[Given records Boundary: Start]

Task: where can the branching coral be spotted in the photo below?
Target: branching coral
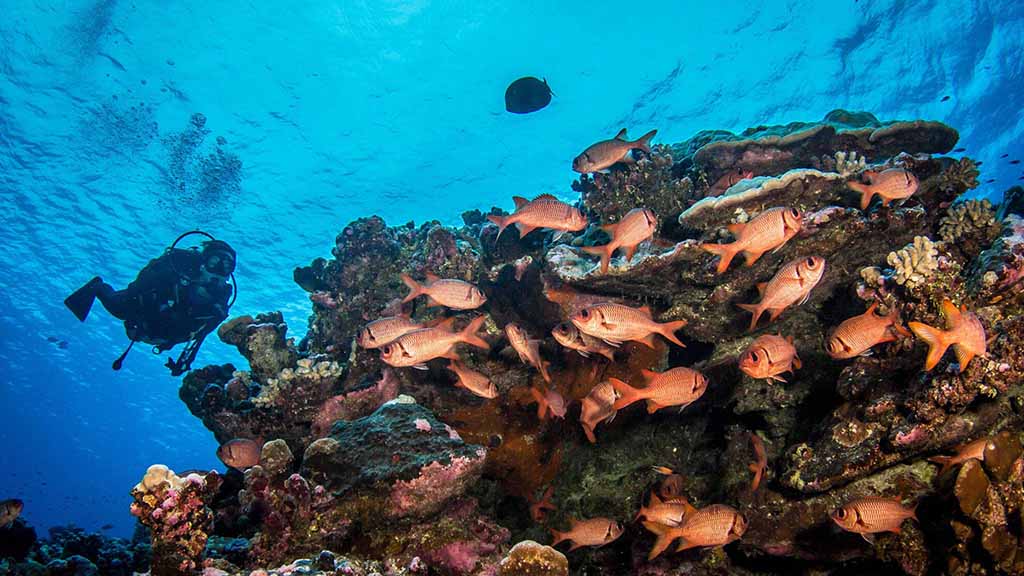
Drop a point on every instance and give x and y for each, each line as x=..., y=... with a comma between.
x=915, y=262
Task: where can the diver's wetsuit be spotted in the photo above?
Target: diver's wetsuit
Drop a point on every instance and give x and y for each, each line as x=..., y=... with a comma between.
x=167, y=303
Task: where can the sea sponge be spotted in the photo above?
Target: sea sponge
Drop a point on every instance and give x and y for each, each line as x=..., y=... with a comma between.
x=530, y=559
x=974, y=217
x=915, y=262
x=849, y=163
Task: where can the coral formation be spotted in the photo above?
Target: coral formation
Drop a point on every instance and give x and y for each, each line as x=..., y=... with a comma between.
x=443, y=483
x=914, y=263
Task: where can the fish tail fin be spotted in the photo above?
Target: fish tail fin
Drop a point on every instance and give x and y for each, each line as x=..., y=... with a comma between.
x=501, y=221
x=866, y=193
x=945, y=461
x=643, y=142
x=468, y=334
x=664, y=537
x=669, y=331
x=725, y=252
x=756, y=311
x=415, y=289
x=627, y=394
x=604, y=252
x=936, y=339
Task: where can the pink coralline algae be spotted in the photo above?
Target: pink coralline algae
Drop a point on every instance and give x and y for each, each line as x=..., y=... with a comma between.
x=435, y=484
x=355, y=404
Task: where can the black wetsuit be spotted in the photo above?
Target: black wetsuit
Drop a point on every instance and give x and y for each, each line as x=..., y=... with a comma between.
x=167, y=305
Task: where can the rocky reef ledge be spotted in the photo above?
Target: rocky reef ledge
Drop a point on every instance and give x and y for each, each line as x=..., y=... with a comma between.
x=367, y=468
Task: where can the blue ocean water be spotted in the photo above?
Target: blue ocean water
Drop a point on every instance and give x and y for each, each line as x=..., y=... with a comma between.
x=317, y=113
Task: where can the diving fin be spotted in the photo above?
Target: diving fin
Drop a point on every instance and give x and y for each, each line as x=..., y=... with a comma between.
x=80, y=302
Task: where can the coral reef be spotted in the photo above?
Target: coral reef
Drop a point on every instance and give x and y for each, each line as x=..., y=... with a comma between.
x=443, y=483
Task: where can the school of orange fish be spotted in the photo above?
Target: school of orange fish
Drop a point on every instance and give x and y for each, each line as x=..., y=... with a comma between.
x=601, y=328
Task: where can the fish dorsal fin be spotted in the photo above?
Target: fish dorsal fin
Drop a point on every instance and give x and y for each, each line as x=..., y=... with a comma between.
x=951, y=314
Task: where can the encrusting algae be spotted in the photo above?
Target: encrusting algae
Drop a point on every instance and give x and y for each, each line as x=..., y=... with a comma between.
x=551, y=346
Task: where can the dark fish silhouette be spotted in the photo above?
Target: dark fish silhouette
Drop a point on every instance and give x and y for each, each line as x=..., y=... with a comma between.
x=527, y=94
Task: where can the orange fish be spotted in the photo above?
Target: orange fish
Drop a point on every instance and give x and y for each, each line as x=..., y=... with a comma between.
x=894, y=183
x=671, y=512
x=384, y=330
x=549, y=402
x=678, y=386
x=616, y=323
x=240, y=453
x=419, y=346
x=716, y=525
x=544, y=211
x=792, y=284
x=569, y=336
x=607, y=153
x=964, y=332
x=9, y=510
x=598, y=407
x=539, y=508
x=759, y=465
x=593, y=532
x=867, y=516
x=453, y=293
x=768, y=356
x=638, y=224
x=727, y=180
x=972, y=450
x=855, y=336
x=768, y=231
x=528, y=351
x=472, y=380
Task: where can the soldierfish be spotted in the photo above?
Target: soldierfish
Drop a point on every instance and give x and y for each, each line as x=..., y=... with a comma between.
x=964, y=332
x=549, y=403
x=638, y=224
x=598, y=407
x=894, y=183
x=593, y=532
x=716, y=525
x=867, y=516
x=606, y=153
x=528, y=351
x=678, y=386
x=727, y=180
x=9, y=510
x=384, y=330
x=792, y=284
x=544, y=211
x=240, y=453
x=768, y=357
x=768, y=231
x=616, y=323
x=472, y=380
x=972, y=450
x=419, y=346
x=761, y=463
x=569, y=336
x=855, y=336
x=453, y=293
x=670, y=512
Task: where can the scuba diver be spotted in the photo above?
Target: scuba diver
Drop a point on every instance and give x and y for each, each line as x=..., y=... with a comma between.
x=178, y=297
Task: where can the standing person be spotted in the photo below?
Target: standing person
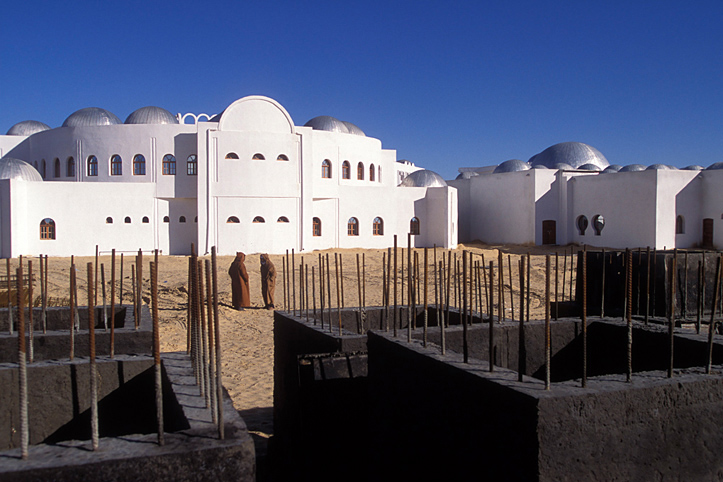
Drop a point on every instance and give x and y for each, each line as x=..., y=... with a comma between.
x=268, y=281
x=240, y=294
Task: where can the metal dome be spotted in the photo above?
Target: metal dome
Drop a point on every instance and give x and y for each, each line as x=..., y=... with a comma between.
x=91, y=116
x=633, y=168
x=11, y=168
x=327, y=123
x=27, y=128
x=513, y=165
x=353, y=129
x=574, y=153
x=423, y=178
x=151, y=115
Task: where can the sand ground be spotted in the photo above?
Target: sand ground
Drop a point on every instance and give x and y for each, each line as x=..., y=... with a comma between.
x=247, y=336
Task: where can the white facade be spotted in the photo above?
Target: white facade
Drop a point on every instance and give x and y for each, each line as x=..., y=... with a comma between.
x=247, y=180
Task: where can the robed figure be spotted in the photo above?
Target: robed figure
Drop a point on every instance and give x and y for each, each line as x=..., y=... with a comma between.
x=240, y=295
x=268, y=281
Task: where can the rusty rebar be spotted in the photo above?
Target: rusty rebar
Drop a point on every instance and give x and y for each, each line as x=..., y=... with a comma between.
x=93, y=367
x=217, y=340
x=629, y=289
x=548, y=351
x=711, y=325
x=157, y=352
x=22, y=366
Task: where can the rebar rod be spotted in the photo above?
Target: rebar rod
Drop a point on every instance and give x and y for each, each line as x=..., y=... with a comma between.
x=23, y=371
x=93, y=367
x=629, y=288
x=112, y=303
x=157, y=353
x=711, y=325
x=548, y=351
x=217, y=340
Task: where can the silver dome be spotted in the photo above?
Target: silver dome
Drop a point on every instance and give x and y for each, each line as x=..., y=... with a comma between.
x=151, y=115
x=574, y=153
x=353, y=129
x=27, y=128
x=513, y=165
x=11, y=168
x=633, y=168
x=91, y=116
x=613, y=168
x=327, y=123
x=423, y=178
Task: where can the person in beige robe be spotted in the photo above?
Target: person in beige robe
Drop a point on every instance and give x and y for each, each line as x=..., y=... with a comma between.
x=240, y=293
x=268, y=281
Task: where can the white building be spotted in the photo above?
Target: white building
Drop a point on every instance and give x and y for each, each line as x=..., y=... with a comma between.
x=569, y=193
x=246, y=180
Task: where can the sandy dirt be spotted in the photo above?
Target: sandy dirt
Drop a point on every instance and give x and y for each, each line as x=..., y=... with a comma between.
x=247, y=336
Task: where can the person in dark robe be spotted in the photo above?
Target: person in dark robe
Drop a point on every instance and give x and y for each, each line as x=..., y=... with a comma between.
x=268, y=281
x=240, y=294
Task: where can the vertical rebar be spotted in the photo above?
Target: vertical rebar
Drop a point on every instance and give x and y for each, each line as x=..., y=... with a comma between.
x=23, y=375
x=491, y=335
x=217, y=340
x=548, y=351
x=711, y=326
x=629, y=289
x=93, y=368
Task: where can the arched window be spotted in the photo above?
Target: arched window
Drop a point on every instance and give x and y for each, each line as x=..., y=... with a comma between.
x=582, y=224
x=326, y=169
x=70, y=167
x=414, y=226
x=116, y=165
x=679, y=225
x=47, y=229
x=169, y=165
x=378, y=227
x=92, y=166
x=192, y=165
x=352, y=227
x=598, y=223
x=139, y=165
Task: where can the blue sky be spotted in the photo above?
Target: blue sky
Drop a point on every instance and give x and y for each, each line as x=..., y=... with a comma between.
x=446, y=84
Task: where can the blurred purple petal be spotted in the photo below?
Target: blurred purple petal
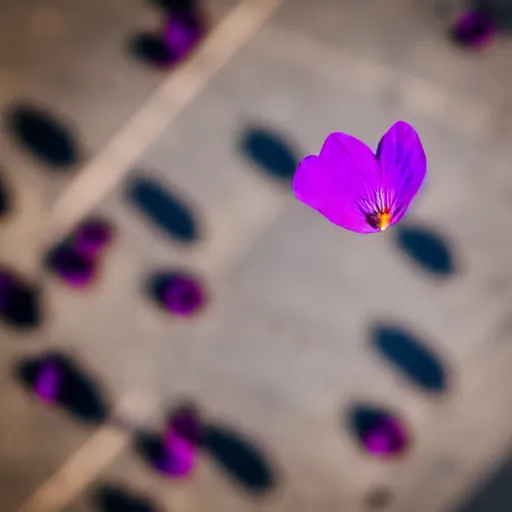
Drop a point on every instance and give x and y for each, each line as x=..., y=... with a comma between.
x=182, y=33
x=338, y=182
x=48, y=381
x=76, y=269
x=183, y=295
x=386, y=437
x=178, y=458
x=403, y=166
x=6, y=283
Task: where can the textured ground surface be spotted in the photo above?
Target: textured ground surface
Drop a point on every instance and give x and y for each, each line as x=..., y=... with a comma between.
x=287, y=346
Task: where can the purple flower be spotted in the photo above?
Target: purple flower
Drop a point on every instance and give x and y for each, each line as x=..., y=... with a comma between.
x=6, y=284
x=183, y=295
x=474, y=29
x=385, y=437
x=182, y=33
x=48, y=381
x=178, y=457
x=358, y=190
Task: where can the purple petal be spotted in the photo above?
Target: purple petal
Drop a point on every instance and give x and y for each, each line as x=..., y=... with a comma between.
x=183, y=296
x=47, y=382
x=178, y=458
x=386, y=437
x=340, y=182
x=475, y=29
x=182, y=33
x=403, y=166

[Given records Boundary: End]

▸ **Activity**:
In the entries above, count each line with "blue"; reply with the total only.

▸ **Your response**:
4